[SOURCE PASSAGE]
---

Potterless is an audio podcast created by Mike Schubert. The podcast follows Schubert as he reads the Harry Potter series for the first time. Each episode covers a section of the book series and later the movies and fan material as Schubert and at least one guest analyze the story, writing, and characters. In the US the podcast charts in the top 40 for Arts and Entertainment podcasts and in the top 60 for comedy podcasts on Spotify.

History
Schubert wanted to start a podcast and was looking for a popular topic that many people felt passionate about. He “knew people have incredibly strong feelings about ‘Harry Potter,’ but I hadn't read the series,” and he believed that an adult reading the series would be an interesting topic for listeners. In an interview with The Rowling Library magazine, Schubert explained the origin of the name "Potterless" as a double pun based on both Pottermore (now Wizarding World) and the fact he had not read the series and so was Potter-less.

---

[STORED DATA]
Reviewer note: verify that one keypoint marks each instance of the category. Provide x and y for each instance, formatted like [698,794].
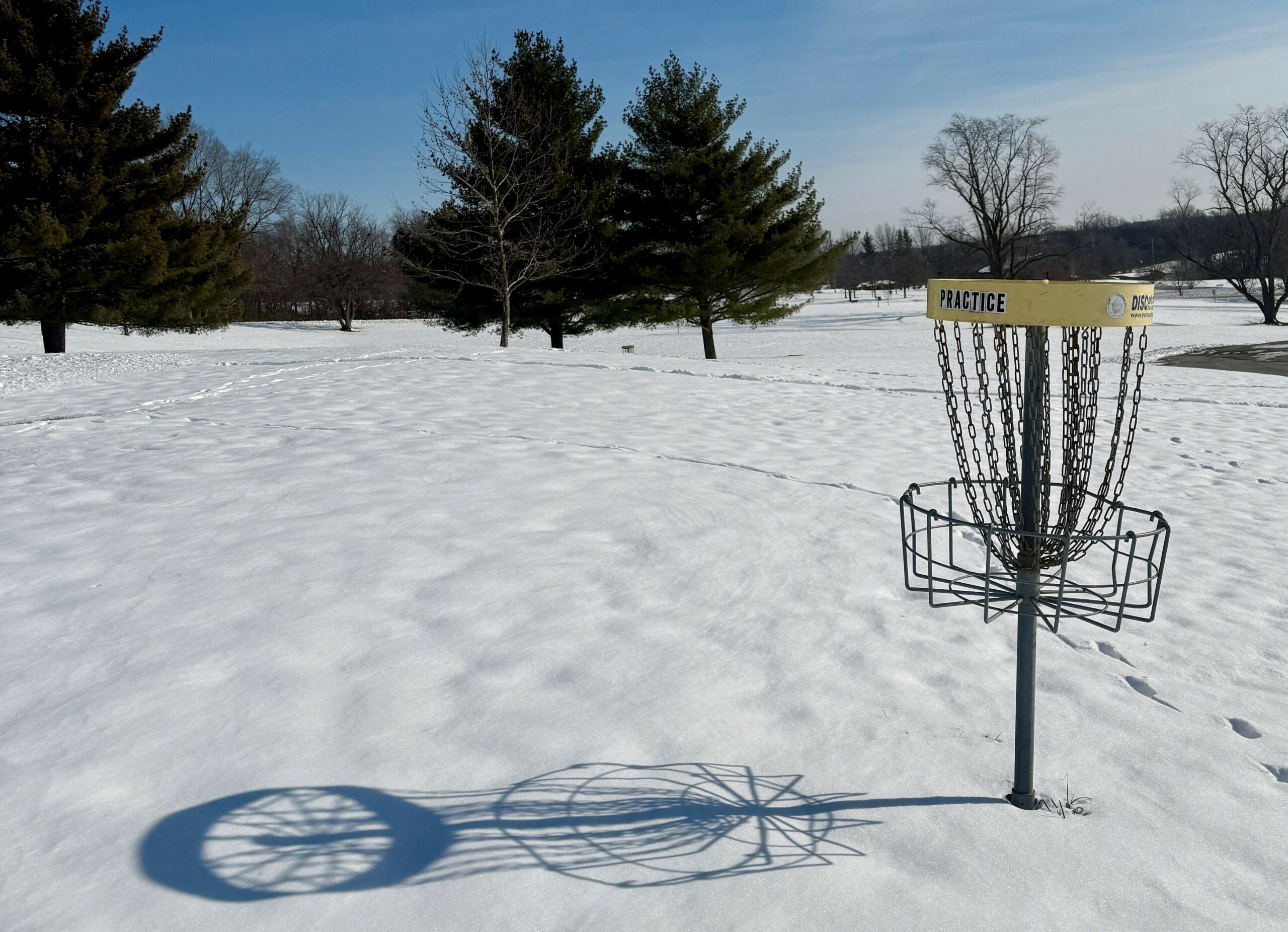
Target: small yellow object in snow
[1041,303]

---

[DIRECTIVES]
[A] From the Potterless passage above, pull out the wording from "Potterless is an" up to and including "podcasts on Spotify.", copied character for character.
[B] Answer these from the Potterless passage:
(i) Who created the podcast?
(ii) Which magazine interviewed Schubert about the origin of the name?
(iii) In which podcast category does it chart in the top 40 on Spotify in the US?

[RESPONSES]
[A]
Potterless is an audio podcast created by Mike Schubert. The podcast follows Schubert as he reads the Harry Potter series for the first time. Each episode covers a section of the book series and later the movies and fan material as Schubert and at least one guest analyze the story, writing, and characters. In the US the podcast charts in the top 40 for Arts and Entertainment podcasts and in the top 60 for comedy podcasts on Spotify.

[B]
(i) Mike Schubert
(ii) The Rowling Library
(iii) Arts and Entertainment